THE PROBLEM: Where does "instance" occur in the listing? Copy every line that holds it.

INFORMATION GIVEN:

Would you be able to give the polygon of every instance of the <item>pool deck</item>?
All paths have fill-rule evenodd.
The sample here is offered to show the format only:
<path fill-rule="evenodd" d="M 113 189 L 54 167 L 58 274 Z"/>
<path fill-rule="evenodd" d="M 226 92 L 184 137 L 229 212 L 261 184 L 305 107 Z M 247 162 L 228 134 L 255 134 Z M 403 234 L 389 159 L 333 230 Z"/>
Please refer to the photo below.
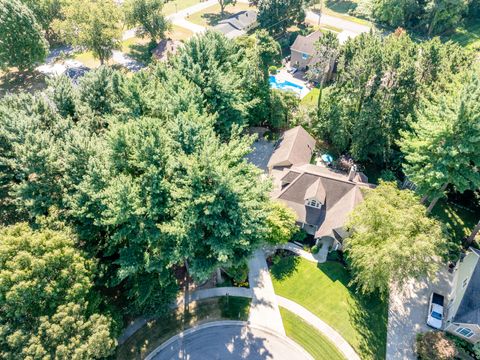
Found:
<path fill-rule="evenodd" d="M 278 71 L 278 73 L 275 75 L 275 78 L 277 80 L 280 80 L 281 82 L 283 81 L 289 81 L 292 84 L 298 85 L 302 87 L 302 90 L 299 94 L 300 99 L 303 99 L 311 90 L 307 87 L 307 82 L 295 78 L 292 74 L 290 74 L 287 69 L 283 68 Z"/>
---
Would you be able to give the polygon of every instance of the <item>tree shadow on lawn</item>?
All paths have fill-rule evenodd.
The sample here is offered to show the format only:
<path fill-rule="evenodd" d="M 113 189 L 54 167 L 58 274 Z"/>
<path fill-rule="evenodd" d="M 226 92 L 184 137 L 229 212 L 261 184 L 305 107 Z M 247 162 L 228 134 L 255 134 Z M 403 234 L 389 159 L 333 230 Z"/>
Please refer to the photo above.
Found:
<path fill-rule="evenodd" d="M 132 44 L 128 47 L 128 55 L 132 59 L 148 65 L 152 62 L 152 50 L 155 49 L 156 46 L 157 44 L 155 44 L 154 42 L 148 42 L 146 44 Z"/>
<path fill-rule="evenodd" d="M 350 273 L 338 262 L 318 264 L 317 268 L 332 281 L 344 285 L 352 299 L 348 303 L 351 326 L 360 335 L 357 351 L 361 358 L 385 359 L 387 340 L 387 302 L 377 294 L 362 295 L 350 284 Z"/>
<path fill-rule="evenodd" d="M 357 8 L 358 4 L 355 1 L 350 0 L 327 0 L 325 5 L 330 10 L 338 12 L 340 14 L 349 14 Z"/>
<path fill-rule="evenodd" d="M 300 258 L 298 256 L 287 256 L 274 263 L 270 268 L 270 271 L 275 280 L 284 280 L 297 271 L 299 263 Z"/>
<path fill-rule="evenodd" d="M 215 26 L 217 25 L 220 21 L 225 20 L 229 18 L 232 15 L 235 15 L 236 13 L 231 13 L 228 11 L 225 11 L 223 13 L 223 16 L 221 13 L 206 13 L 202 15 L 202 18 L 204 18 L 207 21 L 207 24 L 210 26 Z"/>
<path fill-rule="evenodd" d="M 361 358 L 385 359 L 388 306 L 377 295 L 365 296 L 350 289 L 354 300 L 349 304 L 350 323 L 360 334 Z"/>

EXERCISE RESULT:
Would you be able to give the polygon of every instance of the <item>pool deck</item>?
Would you be able to give the polygon of every instance of the <item>tree shadow on lawn</item>?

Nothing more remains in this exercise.